* YOUR OBJECTIVE
Can you copy every line of the entries below word for word, leaving the pictures out of your answer?

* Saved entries
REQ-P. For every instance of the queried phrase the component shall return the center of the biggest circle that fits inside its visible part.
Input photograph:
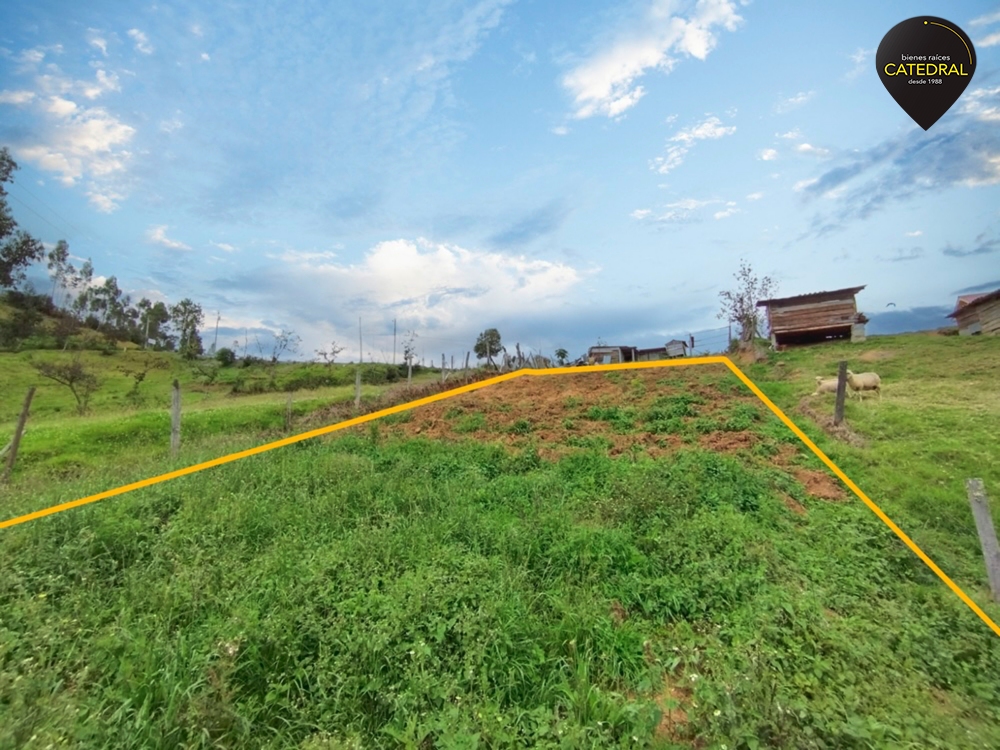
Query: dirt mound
(819, 484)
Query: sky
(563, 172)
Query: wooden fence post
(987, 534)
(175, 420)
(838, 411)
(15, 443)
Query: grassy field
(644, 559)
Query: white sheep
(865, 381)
(825, 385)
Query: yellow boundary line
(510, 376)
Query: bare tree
(81, 382)
(329, 355)
(740, 305)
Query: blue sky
(562, 172)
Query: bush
(226, 357)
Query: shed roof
(813, 297)
(976, 301)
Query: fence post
(15, 443)
(175, 419)
(838, 411)
(987, 534)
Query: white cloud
(169, 126)
(158, 236)
(986, 19)
(728, 211)
(16, 97)
(95, 39)
(607, 82)
(105, 201)
(678, 211)
(81, 141)
(983, 104)
(808, 148)
(141, 41)
(787, 105)
(683, 141)
(427, 284)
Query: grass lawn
(624, 559)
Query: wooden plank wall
(989, 317)
(813, 315)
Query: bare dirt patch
(819, 484)
(561, 413)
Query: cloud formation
(158, 236)
(607, 82)
(680, 144)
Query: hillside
(615, 559)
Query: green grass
(368, 591)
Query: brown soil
(550, 412)
(819, 484)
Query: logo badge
(925, 63)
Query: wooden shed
(978, 313)
(811, 318)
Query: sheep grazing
(825, 385)
(865, 381)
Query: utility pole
(218, 317)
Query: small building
(609, 355)
(649, 355)
(816, 317)
(977, 313)
(676, 348)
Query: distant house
(609, 355)
(977, 313)
(811, 318)
(648, 355)
(676, 348)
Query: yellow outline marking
(935, 23)
(509, 376)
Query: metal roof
(813, 297)
(976, 301)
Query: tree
(329, 355)
(740, 304)
(186, 317)
(18, 249)
(285, 342)
(81, 382)
(488, 345)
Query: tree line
(75, 301)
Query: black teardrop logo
(925, 63)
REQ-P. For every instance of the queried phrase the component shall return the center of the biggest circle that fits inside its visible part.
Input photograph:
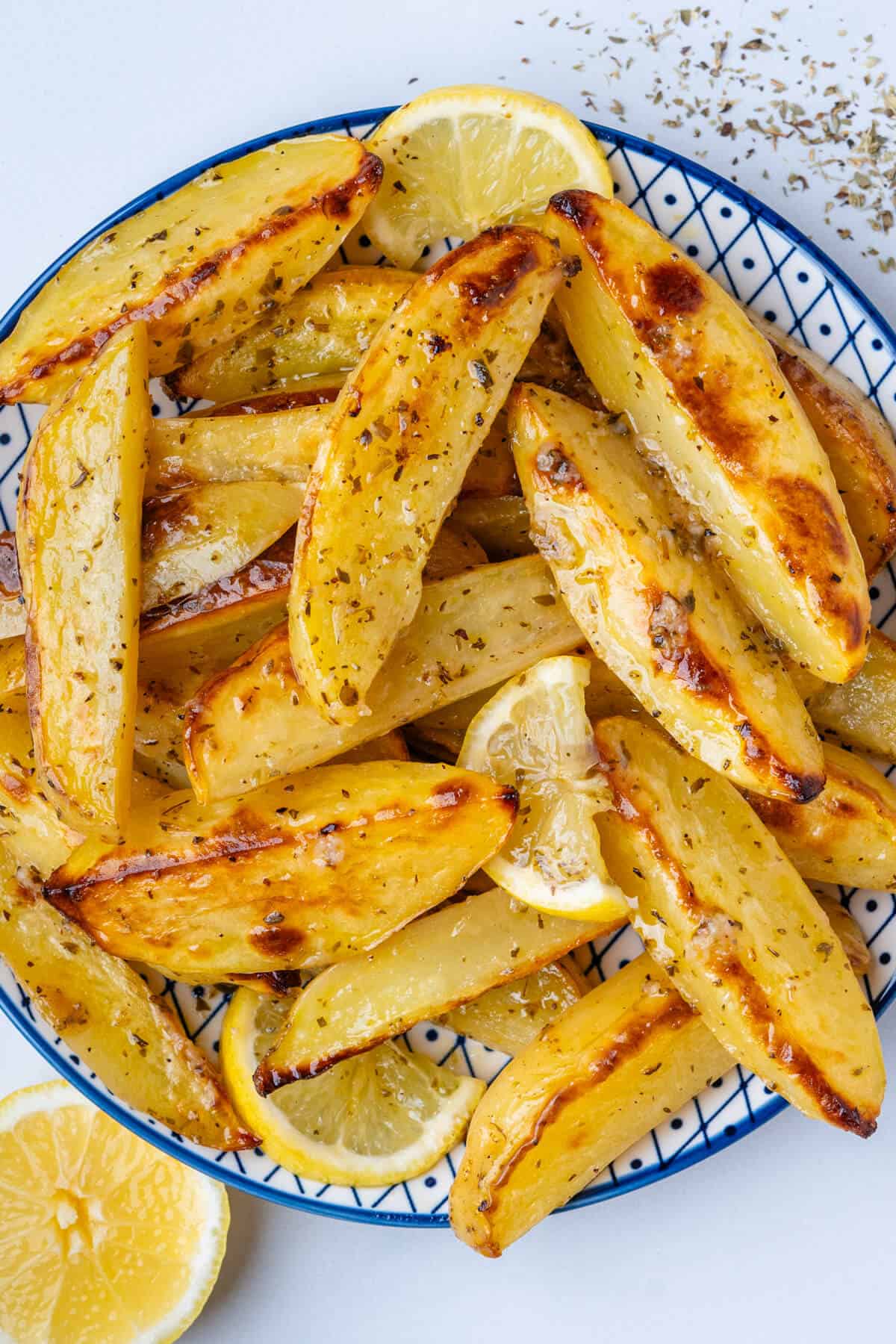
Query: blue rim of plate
(180, 1148)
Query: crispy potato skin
(656, 608)
(104, 1011)
(433, 965)
(78, 524)
(662, 340)
(597, 1078)
(405, 429)
(327, 329)
(193, 537)
(845, 835)
(305, 871)
(746, 940)
(254, 722)
(856, 438)
(269, 222)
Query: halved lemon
(374, 1120)
(105, 1239)
(535, 734)
(458, 161)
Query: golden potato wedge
(848, 932)
(254, 721)
(277, 447)
(595, 1081)
(747, 942)
(405, 429)
(198, 267)
(845, 835)
(501, 526)
(193, 537)
(856, 437)
(326, 329)
(105, 1012)
(425, 969)
(508, 1018)
(862, 712)
(78, 542)
(13, 613)
(13, 665)
(655, 606)
(662, 342)
(304, 871)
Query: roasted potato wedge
(595, 1081)
(747, 942)
(405, 429)
(862, 712)
(254, 721)
(13, 613)
(326, 329)
(657, 611)
(508, 1018)
(279, 447)
(500, 524)
(198, 267)
(78, 542)
(856, 437)
(845, 835)
(435, 964)
(198, 535)
(664, 343)
(305, 871)
(848, 932)
(104, 1011)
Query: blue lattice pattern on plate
(782, 276)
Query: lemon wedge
(105, 1239)
(458, 161)
(374, 1120)
(535, 734)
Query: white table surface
(790, 1233)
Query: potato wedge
(326, 329)
(105, 1012)
(662, 342)
(655, 606)
(13, 613)
(862, 712)
(595, 1081)
(856, 437)
(405, 429)
(747, 941)
(279, 447)
(193, 537)
(78, 542)
(508, 1018)
(845, 835)
(501, 526)
(198, 267)
(304, 871)
(848, 932)
(435, 964)
(254, 721)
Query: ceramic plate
(781, 275)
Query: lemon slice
(105, 1239)
(374, 1120)
(458, 161)
(535, 734)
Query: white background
(788, 1234)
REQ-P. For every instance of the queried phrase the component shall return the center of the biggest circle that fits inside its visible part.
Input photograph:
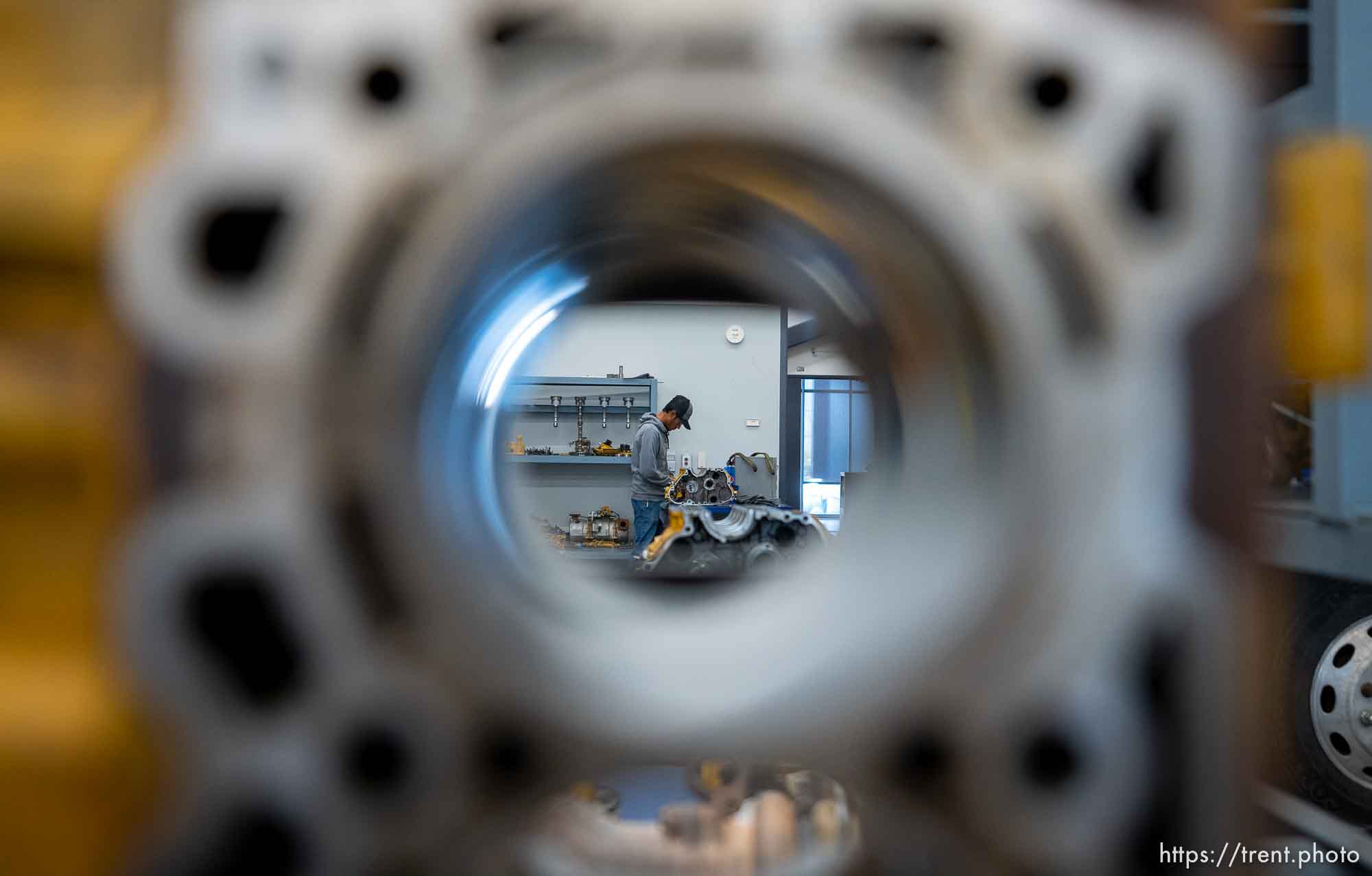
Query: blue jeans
(648, 522)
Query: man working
(651, 475)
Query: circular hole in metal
(377, 759)
(1341, 744)
(1344, 655)
(257, 838)
(385, 84)
(1327, 699)
(1052, 761)
(923, 759)
(1050, 90)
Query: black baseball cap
(681, 407)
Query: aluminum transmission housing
(750, 538)
(1012, 212)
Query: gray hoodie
(651, 442)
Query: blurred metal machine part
(702, 486)
(604, 525)
(1013, 212)
(750, 538)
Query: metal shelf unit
(566, 459)
(592, 388)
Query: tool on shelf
(582, 447)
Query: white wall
(684, 346)
(820, 357)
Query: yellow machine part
(676, 523)
(80, 98)
(1321, 253)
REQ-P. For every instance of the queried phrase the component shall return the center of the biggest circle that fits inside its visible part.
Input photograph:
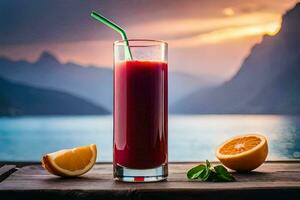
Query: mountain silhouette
(19, 99)
(94, 84)
(268, 81)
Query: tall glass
(140, 111)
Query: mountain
(268, 81)
(89, 82)
(19, 99)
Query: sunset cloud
(197, 31)
(194, 32)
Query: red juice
(140, 114)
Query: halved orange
(244, 152)
(71, 162)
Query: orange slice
(244, 152)
(71, 162)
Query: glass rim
(122, 42)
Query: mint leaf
(195, 172)
(208, 172)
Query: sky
(206, 37)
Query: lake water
(191, 137)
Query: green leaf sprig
(211, 173)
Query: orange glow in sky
(194, 42)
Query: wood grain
(276, 180)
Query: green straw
(109, 23)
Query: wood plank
(276, 180)
(6, 170)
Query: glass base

* TASK RESULT
REQ-P. For every instance of the queried phrase the component shall return the center of the biggest circle that fits inside its visible part.
Input photograph:
Query: dirt mound
(819, 484)
Query: sky
(563, 172)
Query: wooden fence post
(987, 534)
(175, 420)
(838, 411)
(15, 443)
Query: grassy field
(644, 559)
Query: white sheep
(865, 381)
(825, 385)
Query: yellow boundary line
(510, 376)
Query: bare tree
(81, 382)
(329, 355)
(740, 305)
Query: blue sky
(562, 172)
Query: bush
(226, 357)
Query: shed roof
(813, 297)
(976, 301)
Query: fence post
(15, 443)
(175, 419)
(838, 411)
(987, 534)
Query: white cloud
(169, 126)
(158, 236)
(986, 19)
(728, 211)
(16, 97)
(95, 39)
(607, 82)
(105, 201)
(678, 211)
(81, 141)
(983, 104)
(808, 148)
(141, 41)
(787, 105)
(683, 141)
(427, 284)
Query: grass lawn
(624, 559)
Query: wooden plank wall
(989, 317)
(813, 315)
Query: bare dirt patch
(819, 484)
(561, 413)
Query: cloud formation
(158, 236)
(607, 82)
(680, 144)
Query: hillside
(615, 559)
Query: green grass
(368, 591)
Query: brown soil
(550, 412)
(819, 484)
Query: logo badge
(925, 63)
Query: wooden shed
(978, 313)
(811, 318)
Query: sheep grazing
(825, 385)
(865, 381)
Query: utility pole
(218, 317)
Query: small building
(609, 355)
(649, 355)
(816, 317)
(977, 313)
(676, 348)
Query: distant house
(609, 355)
(977, 313)
(811, 318)
(648, 355)
(676, 348)
Query: yellow outline marking
(935, 23)
(509, 376)
Query: metal roof
(813, 297)
(976, 301)
Query: tree
(329, 355)
(740, 304)
(186, 317)
(18, 249)
(285, 342)
(81, 382)
(488, 345)
Query: tree line
(75, 301)
Query: black teardrop logo
(925, 63)
REQ-P. For every instance of the queried phrase the component shall return the center of the biggest circle that fits inside its visible part.
Input photograph:
Query: blue rim of plate
(180, 1148)
Query: crispy potato skin
(656, 608)
(104, 1011)
(433, 965)
(78, 524)
(662, 340)
(597, 1078)
(405, 429)
(327, 329)
(193, 537)
(845, 835)
(305, 871)
(746, 940)
(254, 722)
(856, 438)
(269, 222)
Query: halved lemon
(374, 1120)
(105, 1239)
(535, 734)
(458, 161)
Query: golden potato wedge
(848, 932)
(254, 721)
(277, 447)
(595, 1081)
(747, 942)
(405, 429)
(198, 267)
(845, 835)
(501, 526)
(193, 537)
(856, 437)
(326, 329)
(105, 1012)
(425, 969)
(508, 1018)
(862, 712)
(78, 542)
(13, 613)
(13, 665)
(655, 606)
(662, 342)
(304, 871)
Query: roasted potato wedge
(595, 1081)
(747, 942)
(405, 429)
(862, 712)
(254, 721)
(13, 613)
(326, 329)
(657, 611)
(508, 1018)
(279, 447)
(500, 524)
(198, 267)
(78, 542)
(856, 437)
(845, 835)
(435, 964)
(198, 535)
(664, 343)
(305, 871)
(848, 932)
(104, 1011)
Query: blue lattice pattern on plate
(782, 276)
Query: lemon wedge
(105, 1239)
(458, 161)
(374, 1120)
(535, 734)
Query: white table surface
(790, 1233)
Query: potato wedge
(326, 329)
(105, 1012)
(662, 342)
(655, 606)
(13, 613)
(862, 712)
(595, 1081)
(856, 437)
(405, 429)
(747, 941)
(279, 447)
(193, 537)
(78, 542)
(508, 1018)
(845, 835)
(501, 526)
(198, 267)
(304, 871)
(848, 932)
(435, 964)
(254, 721)
Query: ceramic plate
(781, 275)
Query: lemon slice
(105, 1239)
(374, 1120)
(458, 161)
(535, 734)
Query: white background
(788, 1234)
REQ-P. For every instance of the queried phrase the component shall return the center of the biggest circle that fits inside its visible part.
Input photograph:
Query: blue jeans
(648, 522)
Query: man working
(651, 475)
Query: circular hole in metal
(377, 759)
(1341, 744)
(1344, 655)
(257, 838)
(385, 84)
(1327, 699)
(1052, 761)
(923, 759)
(1050, 90)
Query: black baseball cap
(681, 407)
Query: aluminum transmission housing
(750, 538)
(1012, 212)
Query: gray hoodie
(651, 442)
Query: blurred metal machine part
(702, 486)
(604, 525)
(1013, 212)
(750, 538)
Query: metal shelf unit
(566, 459)
(592, 388)
Query: tool on shelf
(582, 447)
Query: white wall
(684, 346)
(820, 357)
Query: yellow machine part
(676, 523)
(80, 98)
(1321, 253)
REQ-P. For every instance of the queried phrase the component shall return the center of the biggest circle that fits inside its visible part.
Input photograph:
Query: mountain silhouette
(19, 99)
(94, 84)
(268, 81)
Query: tall glass
(140, 111)
Query: mountain
(268, 81)
(89, 82)
(19, 99)
Query: sunset cloud
(197, 31)
(194, 32)
Query: red juice
(140, 114)
Query: halved orange
(244, 152)
(71, 162)
Query: orange slice
(244, 152)
(71, 162)
Query: glass rim
(122, 42)
Query: mint leaf
(195, 172)
(208, 172)
Query: sky
(206, 37)
Query: lake water
(191, 137)
Query: green leaf sprig
(211, 173)
Query: orange glow in sky
(194, 42)
Query: wood grain
(276, 180)
Query: green straw
(109, 23)
Query: wood plank
(276, 180)
(6, 170)
Query: glass base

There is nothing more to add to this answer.